AIM OF THE TASK
Starting at the line with "For every instance of the sky, the", transcribe each line through the final one, both included, and add nothing.

[Excerpts of pointing data]
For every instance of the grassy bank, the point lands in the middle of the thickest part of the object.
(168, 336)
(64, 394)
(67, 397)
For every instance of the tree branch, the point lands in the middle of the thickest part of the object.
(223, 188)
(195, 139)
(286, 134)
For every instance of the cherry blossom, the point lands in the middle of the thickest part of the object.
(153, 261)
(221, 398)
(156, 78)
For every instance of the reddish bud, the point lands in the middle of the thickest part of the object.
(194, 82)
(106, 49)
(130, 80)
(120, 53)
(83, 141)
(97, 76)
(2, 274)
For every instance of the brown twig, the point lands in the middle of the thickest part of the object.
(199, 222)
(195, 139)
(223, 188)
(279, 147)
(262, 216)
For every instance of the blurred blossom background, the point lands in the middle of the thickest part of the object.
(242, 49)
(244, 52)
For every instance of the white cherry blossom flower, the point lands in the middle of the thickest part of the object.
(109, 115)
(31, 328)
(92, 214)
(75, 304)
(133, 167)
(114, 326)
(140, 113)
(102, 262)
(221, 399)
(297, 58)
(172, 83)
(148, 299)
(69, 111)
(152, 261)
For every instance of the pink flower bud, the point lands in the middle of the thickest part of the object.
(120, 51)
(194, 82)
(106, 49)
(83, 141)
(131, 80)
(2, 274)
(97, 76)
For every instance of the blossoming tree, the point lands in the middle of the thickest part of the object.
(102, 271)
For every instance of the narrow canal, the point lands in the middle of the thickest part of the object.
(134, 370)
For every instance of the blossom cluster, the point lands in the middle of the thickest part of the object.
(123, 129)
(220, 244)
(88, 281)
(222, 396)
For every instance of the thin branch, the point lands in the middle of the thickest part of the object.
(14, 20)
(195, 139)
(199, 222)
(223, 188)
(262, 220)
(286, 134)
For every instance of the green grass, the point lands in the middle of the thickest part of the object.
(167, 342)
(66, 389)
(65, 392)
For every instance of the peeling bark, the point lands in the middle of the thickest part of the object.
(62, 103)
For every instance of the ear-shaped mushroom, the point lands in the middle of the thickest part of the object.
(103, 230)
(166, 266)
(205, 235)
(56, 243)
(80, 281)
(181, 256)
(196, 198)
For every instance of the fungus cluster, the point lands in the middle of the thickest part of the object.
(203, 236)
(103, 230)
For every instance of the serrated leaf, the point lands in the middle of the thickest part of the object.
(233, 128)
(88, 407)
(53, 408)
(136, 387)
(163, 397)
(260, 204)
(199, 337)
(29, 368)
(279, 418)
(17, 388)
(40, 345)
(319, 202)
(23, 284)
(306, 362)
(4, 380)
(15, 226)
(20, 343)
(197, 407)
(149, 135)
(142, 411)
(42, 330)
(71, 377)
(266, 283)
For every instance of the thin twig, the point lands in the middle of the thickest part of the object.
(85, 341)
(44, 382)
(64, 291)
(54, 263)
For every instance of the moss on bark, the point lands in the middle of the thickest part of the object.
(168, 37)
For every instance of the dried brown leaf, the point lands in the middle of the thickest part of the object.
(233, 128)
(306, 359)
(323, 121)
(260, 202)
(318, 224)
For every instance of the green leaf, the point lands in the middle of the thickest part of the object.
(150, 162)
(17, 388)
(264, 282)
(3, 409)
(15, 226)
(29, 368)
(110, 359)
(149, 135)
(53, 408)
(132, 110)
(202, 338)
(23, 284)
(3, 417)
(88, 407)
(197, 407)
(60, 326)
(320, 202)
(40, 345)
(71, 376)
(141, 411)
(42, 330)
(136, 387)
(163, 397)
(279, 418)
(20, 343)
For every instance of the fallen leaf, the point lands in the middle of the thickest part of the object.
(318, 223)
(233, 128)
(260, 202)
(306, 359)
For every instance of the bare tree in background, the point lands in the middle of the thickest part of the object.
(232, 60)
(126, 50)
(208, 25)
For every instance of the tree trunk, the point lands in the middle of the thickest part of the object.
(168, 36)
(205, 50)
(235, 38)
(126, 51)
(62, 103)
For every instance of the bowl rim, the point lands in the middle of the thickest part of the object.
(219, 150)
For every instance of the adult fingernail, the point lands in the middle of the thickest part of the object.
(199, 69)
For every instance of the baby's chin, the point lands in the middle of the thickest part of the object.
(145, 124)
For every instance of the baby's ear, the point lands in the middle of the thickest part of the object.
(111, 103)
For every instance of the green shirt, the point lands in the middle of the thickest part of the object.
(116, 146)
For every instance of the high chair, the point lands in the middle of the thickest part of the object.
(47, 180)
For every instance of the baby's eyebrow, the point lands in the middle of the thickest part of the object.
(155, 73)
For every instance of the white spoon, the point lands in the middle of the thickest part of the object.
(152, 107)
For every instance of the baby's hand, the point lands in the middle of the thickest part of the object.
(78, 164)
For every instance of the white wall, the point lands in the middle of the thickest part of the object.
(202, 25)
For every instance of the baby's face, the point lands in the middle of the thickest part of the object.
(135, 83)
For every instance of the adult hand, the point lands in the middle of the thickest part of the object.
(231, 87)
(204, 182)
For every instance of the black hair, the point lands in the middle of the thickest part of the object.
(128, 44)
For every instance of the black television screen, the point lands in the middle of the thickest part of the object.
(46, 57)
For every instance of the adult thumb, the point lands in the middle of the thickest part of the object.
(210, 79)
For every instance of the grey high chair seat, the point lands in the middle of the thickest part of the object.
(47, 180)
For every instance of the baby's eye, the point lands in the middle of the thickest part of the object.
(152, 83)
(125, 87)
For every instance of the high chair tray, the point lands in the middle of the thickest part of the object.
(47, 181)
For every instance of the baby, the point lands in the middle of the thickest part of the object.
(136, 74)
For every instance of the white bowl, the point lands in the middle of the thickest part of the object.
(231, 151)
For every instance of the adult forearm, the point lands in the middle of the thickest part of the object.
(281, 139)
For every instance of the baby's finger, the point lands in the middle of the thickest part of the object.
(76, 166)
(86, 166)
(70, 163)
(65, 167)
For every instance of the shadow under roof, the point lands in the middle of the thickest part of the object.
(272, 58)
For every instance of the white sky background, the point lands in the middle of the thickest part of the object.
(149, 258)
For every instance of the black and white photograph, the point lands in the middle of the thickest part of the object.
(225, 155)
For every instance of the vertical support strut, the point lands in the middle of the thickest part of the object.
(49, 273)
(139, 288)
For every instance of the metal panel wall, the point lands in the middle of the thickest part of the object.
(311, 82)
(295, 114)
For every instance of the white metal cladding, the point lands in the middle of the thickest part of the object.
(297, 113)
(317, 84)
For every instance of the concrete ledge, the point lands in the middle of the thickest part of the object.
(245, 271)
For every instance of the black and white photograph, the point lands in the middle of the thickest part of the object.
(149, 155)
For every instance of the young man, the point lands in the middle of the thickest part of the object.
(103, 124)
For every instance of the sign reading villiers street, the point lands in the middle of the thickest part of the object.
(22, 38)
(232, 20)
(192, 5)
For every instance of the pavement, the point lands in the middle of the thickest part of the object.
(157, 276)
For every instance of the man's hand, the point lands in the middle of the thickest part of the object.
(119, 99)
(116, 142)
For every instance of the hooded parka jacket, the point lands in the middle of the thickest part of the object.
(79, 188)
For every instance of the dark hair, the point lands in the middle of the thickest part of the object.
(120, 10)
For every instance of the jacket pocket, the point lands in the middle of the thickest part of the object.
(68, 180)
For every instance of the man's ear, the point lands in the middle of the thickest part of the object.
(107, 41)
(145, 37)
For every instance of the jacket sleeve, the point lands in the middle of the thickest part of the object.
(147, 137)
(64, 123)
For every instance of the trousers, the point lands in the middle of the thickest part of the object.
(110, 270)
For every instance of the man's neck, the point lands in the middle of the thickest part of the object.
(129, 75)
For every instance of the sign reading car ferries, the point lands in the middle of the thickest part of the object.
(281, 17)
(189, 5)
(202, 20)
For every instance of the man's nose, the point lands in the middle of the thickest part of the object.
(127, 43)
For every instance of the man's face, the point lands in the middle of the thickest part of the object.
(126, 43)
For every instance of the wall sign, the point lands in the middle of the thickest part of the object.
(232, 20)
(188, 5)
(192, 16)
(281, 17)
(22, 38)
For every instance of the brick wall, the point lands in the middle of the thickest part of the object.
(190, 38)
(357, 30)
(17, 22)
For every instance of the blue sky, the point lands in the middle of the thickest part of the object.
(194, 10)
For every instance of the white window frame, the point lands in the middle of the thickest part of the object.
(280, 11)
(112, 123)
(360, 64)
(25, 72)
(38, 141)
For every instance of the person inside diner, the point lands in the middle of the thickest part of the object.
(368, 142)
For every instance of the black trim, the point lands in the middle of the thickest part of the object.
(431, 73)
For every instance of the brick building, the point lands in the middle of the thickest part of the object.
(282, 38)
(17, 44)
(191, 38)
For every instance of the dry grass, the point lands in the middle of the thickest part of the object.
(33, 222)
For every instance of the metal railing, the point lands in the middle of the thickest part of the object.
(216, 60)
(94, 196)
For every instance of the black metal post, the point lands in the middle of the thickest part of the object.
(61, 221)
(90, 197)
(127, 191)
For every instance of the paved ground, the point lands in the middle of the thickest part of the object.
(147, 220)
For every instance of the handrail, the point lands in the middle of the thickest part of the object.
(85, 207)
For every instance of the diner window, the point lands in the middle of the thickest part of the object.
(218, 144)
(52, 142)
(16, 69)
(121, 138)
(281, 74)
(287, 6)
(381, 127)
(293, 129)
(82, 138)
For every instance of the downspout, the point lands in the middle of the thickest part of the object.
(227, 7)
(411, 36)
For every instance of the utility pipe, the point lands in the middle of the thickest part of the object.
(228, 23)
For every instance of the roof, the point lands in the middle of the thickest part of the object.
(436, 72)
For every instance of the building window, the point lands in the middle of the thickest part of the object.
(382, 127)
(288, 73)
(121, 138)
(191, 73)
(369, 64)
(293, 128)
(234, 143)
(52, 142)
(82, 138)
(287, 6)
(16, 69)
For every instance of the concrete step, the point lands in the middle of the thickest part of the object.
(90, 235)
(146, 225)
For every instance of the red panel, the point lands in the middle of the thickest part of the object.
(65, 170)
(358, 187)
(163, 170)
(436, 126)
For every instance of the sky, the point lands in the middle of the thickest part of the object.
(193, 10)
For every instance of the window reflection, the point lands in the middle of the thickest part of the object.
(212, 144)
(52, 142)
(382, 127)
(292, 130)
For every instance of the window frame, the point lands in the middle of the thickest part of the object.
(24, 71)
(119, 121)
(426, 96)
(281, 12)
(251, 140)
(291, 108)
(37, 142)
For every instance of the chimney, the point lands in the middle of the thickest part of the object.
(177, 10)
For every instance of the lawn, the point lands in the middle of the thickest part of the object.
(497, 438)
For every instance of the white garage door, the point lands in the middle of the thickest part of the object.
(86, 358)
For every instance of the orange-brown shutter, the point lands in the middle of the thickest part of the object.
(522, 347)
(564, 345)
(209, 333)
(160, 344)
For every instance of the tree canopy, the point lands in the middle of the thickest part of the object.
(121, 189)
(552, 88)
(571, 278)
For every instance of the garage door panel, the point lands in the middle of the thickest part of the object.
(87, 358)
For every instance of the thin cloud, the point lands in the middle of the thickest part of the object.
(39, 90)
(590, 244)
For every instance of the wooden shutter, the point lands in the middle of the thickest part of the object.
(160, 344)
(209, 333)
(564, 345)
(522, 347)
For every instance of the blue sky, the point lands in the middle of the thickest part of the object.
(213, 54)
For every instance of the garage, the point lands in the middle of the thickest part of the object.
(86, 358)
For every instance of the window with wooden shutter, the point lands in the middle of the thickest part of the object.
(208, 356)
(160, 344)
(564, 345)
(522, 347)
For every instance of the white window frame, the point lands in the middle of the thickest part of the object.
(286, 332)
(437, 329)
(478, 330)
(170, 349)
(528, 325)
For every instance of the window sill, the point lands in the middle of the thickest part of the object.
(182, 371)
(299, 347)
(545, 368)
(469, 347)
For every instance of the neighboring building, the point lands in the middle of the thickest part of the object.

WRITTEN RESPONSE
For every instance of the sky, the point lands in the middle of the thickest part of the object.
(193, 10)
For every instance of the window reflection, the point lands in the middle of the thickest part of the object.
(212, 144)
(52, 142)
(382, 127)
(292, 130)
For every instance of the window frame, the point lands in the middle of the thickest part of the object.
(24, 71)
(119, 121)
(426, 96)
(281, 12)
(251, 140)
(291, 108)
(37, 142)
For every instance of the chimney, the point lands in the middle of the thickest part of the object.
(177, 10)
For every instance of the lawn, the point lands in the middle of the thickest part of the object.
(497, 438)
For every instance of the white garage door, the point lands in the middle of the thickest part of the object.
(86, 358)
For every instance of the orange-brown shutter, the point lands in the middle of the thickest part of the object.
(522, 347)
(564, 345)
(209, 333)
(160, 344)
For every instance of the tree canopy, the point lands in the middle of the thickest part of the object.
(121, 189)
(552, 88)
(571, 278)
For every instance of the garage door panel, the point lands in the middle of the thickest part of the object.
(87, 358)
For every instance of the thin cloud, the point lands in the middle of the thickest part of the object.
(39, 90)
(590, 244)
For every instance of the wooden shutter, the point lands in the middle of the thickest part of the object.
(160, 344)
(209, 333)
(564, 345)
(522, 347)
For every instance of the blue sky, the point lands in the middle of the thickest part of the object.
(213, 54)
For every instance of the garage, the point lands in the middle of the thickest part of the object.
(86, 358)
For every instance of the window with wooden shutter, the point lands in the middle of the thickest part of the object.
(208, 356)
(160, 344)
(564, 345)
(522, 347)
For every instance of the white window frame, the point lands in the middle of the thickest part of the object.
(286, 332)
(437, 329)
(478, 330)
(170, 349)
(528, 325)
For every instance of the window sill, the point lands in the middle of the thickest part of the object.
(182, 371)
(299, 347)
(545, 368)
(469, 347)
For every instance of the neighboring building, the point lands in the middle of the thickest part of the object.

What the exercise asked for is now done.